EXERCISE MATERIAL:

---

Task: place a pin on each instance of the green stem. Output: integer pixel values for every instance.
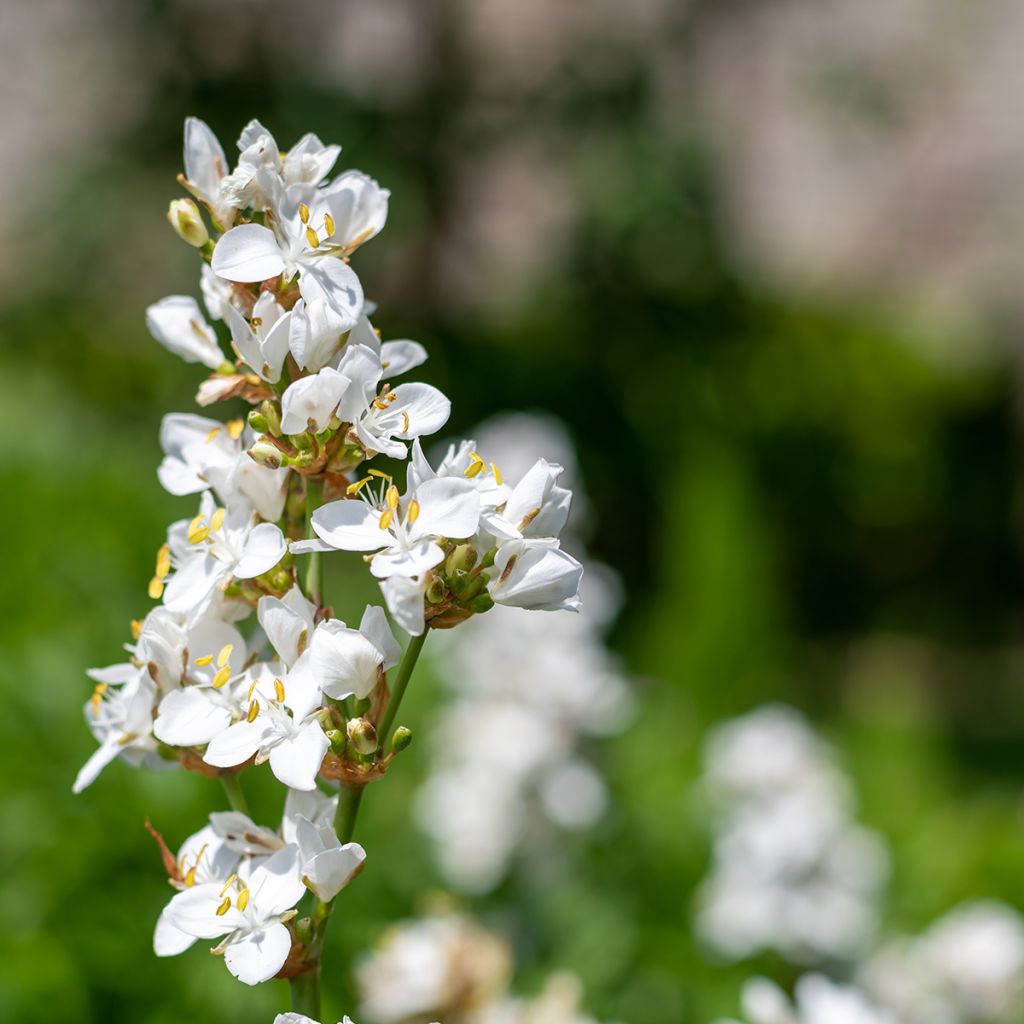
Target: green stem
(314, 495)
(404, 674)
(236, 796)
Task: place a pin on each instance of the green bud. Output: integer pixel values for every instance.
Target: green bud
(265, 454)
(258, 421)
(461, 560)
(184, 217)
(361, 735)
(401, 738)
(268, 410)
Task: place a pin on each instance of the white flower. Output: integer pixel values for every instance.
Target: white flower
(403, 530)
(384, 421)
(215, 546)
(249, 910)
(280, 726)
(120, 715)
(200, 453)
(310, 401)
(536, 573)
(347, 662)
(204, 858)
(328, 865)
(178, 325)
(261, 341)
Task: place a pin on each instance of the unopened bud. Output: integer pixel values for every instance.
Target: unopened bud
(361, 735)
(184, 218)
(268, 410)
(258, 422)
(461, 560)
(401, 738)
(265, 454)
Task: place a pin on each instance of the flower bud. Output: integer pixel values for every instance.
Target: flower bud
(266, 455)
(461, 560)
(268, 410)
(401, 738)
(184, 218)
(361, 735)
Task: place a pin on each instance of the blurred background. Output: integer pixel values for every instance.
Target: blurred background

---

Copy every line of the items above word for word, leaving out the picture.

Task: place a pin on each instance of the green stem. Output: integer pixel values for every instance.
Target: green stem
(314, 495)
(404, 674)
(236, 796)
Task: place a pin on each instance of the green bud. Output: integer pixel values for every instance.
Target: green bud
(265, 454)
(258, 421)
(461, 560)
(184, 217)
(361, 735)
(401, 738)
(268, 410)
Task: place a pin on each instance of the white flower. Output: integer pixel values for every instance.
Target: white flower
(403, 530)
(384, 421)
(215, 546)
(249, 910)
(280, 726)
(120, 715)
(200, 453)
(310, 401)
(536, 573)
(347, 662)
(204, 858)
(328, 865)
(178, 325)
(261, 341)
Task: place a pin on each instance of the unopened bud. Output: integer pixel values for every instance.
Target: unopened bud
(361, 735)
(184, 218)
(268, 410)
(258, 422)
(461, 560)
(401, 738)
(265, 454)
Task: place a pin on each instance of the flower bud. Output: integer pixel values for every instance.
Target: flower bud
(266, 455)
(461, 560)
(268, 410)
(401, 738)
(184, 218)
(361, 735)
Task: place a pin on each instance of the blurred background. Output: integer pixel values for every instance.
Target: blurred background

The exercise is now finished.